Please recast the listing below as a JSON list of strings, with one string for each line and no strings for blank lines. Leave the pictures out of your answer.

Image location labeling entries
__________________________________________________
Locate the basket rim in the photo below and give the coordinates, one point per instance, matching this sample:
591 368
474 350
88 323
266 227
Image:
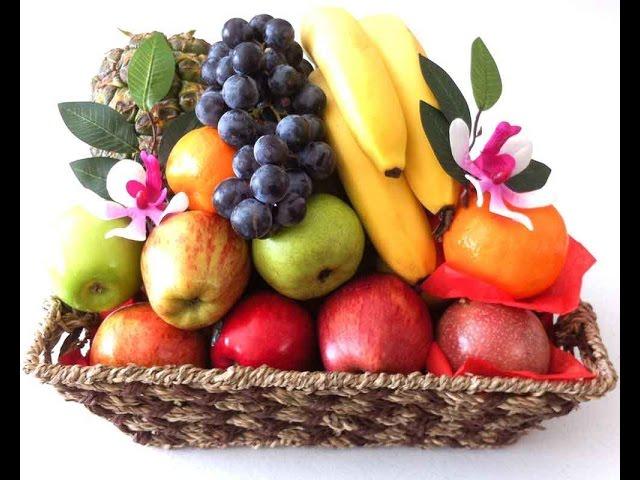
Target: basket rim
__________________________________________________
** Correct answer **
[
  "Locate the basket rim in the photo below and give the coordinates, one point per instance, matching this sample:",
  "591 368",
  "474 350",
  "88 323",
  "266 227",
  "Image:",
  "Target: basket rim"
]